> _Page_
- - - - - - -

If the solicitor knows the client, he may even save money for the system because he will know all the circumstances. He will know about any other charges, whether the client is on bail for another offence, whether he is awaiting sentence on indictment and likely to go away for a long period, and because it is the duty of a solicitor to help the court, he will ensure that the court is properly informed of the circumstances. I believe that the result will be better, more expeditious justice, because the duty solicitor would take very much longer to establish those facts. In terms of efficiency, therefore there is a case for reconsidering that provision.

The arguments that I have advanced will not surprise the Minister. I shall not take up all the other points made by interested parties outside the House, but I believe that those that I have mentioned are important and substantial, and I hope that the Minister will accept that there is a case for reconsidering the position at least in the not too distant future.

I conclude on that note, as I recognise that others may wish to participate. I hope that the House will not feel that I have wearied it with irrelevant points, but that the matters that I have raised are of some substance. We are in the unfortunate but all too typical situation of having before us a series of provisions that we must either take or leave. We cannot amend, improve or tackle some of the points at issue. I accept the Minister's argument that we cannot reject the regulations because that would cause chaos in the system. That would be in no one's interests, and my hon. Friends and I are aware of that.

Given the shotgun nature of the position, the Minister has a duty to accept that there should be positive monitoring of what is happening. He should, perhaps, return in three months' time—or six, if that is more reasonable — with amending legislation, if that proves necessary. Or, if he does not think that that is necessary, he should at least issue a report containing the statistical facts and explain how he believes that the difficulties—I believe that they are real—have been overcome. Some undertaking of that kind is essential, because without it we might do genuine damage to the new system.

We did not oppose the setting up of the Scottish Legal Aid Board. We gave it a fair wind, and we are not trying to wreck it now. It has our good wishes, and I hope that it will be as effective as Ministers think it will be.

We must not remove representation from people who genuinely need it because of the need to economise—in the accountancy sense—on what Ministers have always assured us is a demand-led system. Proper representation is essential, and must not be prejudiced. It is an important foundation of our civil liberties, and I fear that on the edges, and in some significant areas, it will become more difficult for people who are at risk to obtain the sort of advice and help with which a reasonable and proper legal aid system should supply them.

10.46 pm

I remember — when studying law — reading the judgments of a deceased senator of the college of justice who, on appeals, used to say, "There is nothing I could usefully add", and then speak on for five minutes to prove it.

The hon. Member for Glasgow, Garscadden (Mr. Dewar) has gone in considerable detail into the regulations and highlighted some of their shortcomings. I do not want to fall into the trap of repeating what he said. The uprating provisions in the financial conditions order are a source of concern. It appears that we are falling ever further behind the original intention of legal aid, which was introduced in 1949.

Legal aid should enable people of moderate means to have access to the courts. Increasingly, it would appear that, because of the financial limits, one must either be at the poor end of the scale or have considerable resources of one's own. Over the years, that has meant that people have not felt as prepared to pursue legal remedies as they once were.

- - - - - - -

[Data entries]

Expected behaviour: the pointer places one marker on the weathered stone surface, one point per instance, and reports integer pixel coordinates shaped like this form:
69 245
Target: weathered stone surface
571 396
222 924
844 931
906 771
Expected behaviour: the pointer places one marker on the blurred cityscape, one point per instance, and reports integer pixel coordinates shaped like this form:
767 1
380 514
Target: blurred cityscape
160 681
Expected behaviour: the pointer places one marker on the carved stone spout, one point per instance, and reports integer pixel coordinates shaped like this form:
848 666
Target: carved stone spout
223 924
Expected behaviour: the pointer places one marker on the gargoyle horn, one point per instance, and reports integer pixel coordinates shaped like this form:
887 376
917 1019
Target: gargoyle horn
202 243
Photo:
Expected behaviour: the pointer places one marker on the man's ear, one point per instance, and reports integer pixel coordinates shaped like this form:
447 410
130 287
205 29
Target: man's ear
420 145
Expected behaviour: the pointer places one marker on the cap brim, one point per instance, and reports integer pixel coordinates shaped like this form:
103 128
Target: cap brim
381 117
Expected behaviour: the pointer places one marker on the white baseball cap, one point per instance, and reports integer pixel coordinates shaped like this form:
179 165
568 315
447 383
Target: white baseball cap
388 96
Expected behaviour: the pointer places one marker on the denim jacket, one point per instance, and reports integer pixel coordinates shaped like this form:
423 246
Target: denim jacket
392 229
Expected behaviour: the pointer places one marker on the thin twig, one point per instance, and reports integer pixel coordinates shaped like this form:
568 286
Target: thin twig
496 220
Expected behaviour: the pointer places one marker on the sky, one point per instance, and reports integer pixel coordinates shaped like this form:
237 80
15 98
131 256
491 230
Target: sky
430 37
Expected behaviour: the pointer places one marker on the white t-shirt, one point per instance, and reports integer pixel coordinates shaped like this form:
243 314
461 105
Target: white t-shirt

- - - - - - -

> _Problem A_
Can you sum up the legal aid debate in exactly three sentences?
> _Problem B_
Could you go on with the legal aid debate from the point where the text stops?

> _Expected answer A_
One speaker argues that a client's own solicitor, who knows the circumstances, would deliver more expeditious justice than the duty solicitor, and asks the Minister to reconsider that provision. Accepting that rejecting the regulations would cause chaos, the speaker calls for positive monitoring, with amending legislation or a statistical report, and warns that proper representation, a foundation of civil liberties, must not be prejudiced by the need to economize. A second speaker, following the hon. Member for Glasgow, Garscadden, is concerned about the uprating provisions because legal aid is falling ever further behind its original 1949 aim of giving people of moderate means access to the courts.

> _Expected answer B_
Two criticisms of the regulations can be made. First, they will lead to further delays in the process of justice in Scotland. That is in no one's interests, and it was not Parliament's intention when the primary legislation was passed. The regulations that bar preparatory work pending a legal aid application apply only to the pursuer. The defender is allowed to carry out preparatory work. If no work is done until the legal aid application comes through, delays could result.

Secondly, the 14-day rule, to which the hon. Member for Garscadden referred, entails the problem that it is not inconceivable that a solicitor acting for the accused might seek an adjournment of the pleading diet to allow proper preparation of the legal aid application before a plea is made, so the 14 days will not start to run. That, too, will add to the delays.

The provision that one may not be able to claim representation if there has already been a not guilty plea could lead to people not changing their pleas in circumstances in which it would be in their own and in the court's interests to do so because that was the only way in which they could qualify for legal aid. All those problems will add to delay.

There are, however, conditions which could make legal aid less available. The financial conditions impose a real limit on access to the courts. There are complaints about the ABWOR system. It is a pity that the hon. Member for Argyll and Bute (Mr. MacKay) is not here, as he made ABWOR almost a term of art in Scots law after our many sittings in Committee.

I do not believe that anybody intended the Act to restrict the availability of legal aid. Indeed, we were continuously assured by Ministers that it would make the system more efficient. The regulations have not lived up to that promise in many respects and they should be monitored closely. If amending legislation, or regulations, to meet our reasonable criticisms is brought forward, we shall be only too pleased to support it.

10.50 pm

I have no interest to declare in this subject, other than the fact that a goodly number of my constituents keep the legal profession in fairly comfortable circumstances.

Having read the Law Society brief and heard what my hon. Friend the Member for Glasgow, Garscadden (Mr. Dewar) said, I agree that there seems to be concern about the 14-day rule. I confess that I have no great knowledge of this matter, and my constituents have not made representations about it, but it seems worth keeping an eye on.

I am sure that the Minister will respond to the request for a review. If anything is wrong — the Government cannot have foreseen everything—I am sure that they will lay new regulations. That is a practical way in which to deal with the matter.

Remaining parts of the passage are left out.